輪郭ラベル付けのレコード.
··········
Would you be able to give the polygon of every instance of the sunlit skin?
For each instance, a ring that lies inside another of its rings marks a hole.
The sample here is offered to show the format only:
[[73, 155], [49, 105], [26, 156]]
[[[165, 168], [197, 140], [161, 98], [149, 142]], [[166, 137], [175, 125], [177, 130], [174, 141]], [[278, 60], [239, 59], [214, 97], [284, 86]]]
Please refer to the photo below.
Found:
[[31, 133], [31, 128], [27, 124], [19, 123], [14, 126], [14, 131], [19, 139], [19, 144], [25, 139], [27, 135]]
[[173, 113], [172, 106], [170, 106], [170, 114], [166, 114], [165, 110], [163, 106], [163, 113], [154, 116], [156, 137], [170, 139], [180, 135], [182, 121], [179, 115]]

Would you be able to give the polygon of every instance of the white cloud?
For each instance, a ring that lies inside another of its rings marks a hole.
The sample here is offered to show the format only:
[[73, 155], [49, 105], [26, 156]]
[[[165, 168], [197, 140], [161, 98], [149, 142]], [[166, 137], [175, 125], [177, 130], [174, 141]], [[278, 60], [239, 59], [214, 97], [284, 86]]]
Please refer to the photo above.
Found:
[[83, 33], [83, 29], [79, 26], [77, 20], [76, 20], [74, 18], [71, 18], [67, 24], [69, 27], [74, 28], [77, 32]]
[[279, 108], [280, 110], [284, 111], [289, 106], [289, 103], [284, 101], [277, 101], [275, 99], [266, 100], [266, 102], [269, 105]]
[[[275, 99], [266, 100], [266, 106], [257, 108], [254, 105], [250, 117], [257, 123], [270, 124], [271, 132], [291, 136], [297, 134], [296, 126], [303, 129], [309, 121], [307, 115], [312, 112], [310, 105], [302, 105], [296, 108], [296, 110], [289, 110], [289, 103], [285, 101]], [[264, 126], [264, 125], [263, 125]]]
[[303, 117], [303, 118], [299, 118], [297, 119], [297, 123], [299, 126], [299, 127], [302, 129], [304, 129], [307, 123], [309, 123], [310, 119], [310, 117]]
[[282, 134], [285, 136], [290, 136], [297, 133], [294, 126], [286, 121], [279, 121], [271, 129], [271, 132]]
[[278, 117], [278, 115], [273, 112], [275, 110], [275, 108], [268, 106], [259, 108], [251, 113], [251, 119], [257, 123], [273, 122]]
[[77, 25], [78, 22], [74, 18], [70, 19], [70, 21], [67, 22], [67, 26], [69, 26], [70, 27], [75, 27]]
··········
課題の目的. 上記のレコードをすべて、一字一句変えずに引用してください。

完全な解答.
Would you be able to give the polygon of every instance of the sunlit skin?
For each instance, a ring that lies inside another of its rings marks a hole.
The sample here is offered to show the format only:
[[73, 155], [49, 105], [26, 156]]
[[[165, 168], [197, 140], [161, 98], [149, 142]], [[166, 137], [175, 125], [177, 130], [174, 141]], [[278, 60], [239, 59], [214, 97], [284, 86]]]
Please refer to the photo below.
Found:
[[31, 133], [31, 128], [27, 124], [19, 123], [14, 126], [14, 131], [19, 139], [19, 144], [25, 139], [27, 135]]
[[173, 113], [172, 106], [170, 106], [170, 114], [166, 114], [165, 110], [163, 106], [163, 113], [154, 116], [156, 137], [170, 139], [180, 135], [182, 121], [179, 115]]

Would you be able to give the polygon of every instance of the white cloud?
For each instance, a ring that lies inside another of its rings marks a hole.
The sample here is offered to show the format only:
[[73, 155], [49, 105], [26, 156]]
[[[165, 168], [197, 140], [161, 98], [149, 142]], [[166, 137], [175, 125], [177, 130], [174, 141]], [[278, 60], [239, 59], [214, 97], [284, 86]]]
Please refer to the photo above.
Found:
[[83, 33], [83, 29], [79, 26], [77, 20], [76, 20], [74, 18], [71, 18], [67, 24], [69, 27], [74, 28], [77, 32]]
[[279, 108], [280, 110], [284, 111], [289, 106], [289, 103], [284, 101], [277, 101], [275, 99], [266, 100], [266, 102], [269, 105]]
[[[275, 99], [266, 100], [266, 106], [257, 108], [254, 105], [250, 117], [257, 123], [270, 124], [271, 132], [291, 136], [297, 134], [296, 126], [303, 129], [309, 121], [307, 115], [312, 112], [310, 105], [302, 105], [296, 108], [296, 110], [289, 110], [289, 103], [285, 101]], [[264, 126], [264, 125], [263, 125]]]
[[303, 117], [303, 118], [299, 118], [297, 119], [297, 123], [299, 126], [299, 127], [302, 129], [304, 129], [307, 123], [309, 123], [310, 119], [310, 117]]
[[282, 134], [285, 136], [290, 136], [297, 133], [294, 126], [286, 121], [279, 121], [271, 129], [271, 132]]
[[278, 117], [278, 115], [273, 112], [275, 110], [275, 108], [268, 106], [259, 108], [251, 113], [251, 119], [257, 123], [273, 122]]
[[77, 25], [78, 22], [74, 18], [70, 19], [70, 21], [67, 22], [67, 26], [69, 26], [70, 27], [75, 27]]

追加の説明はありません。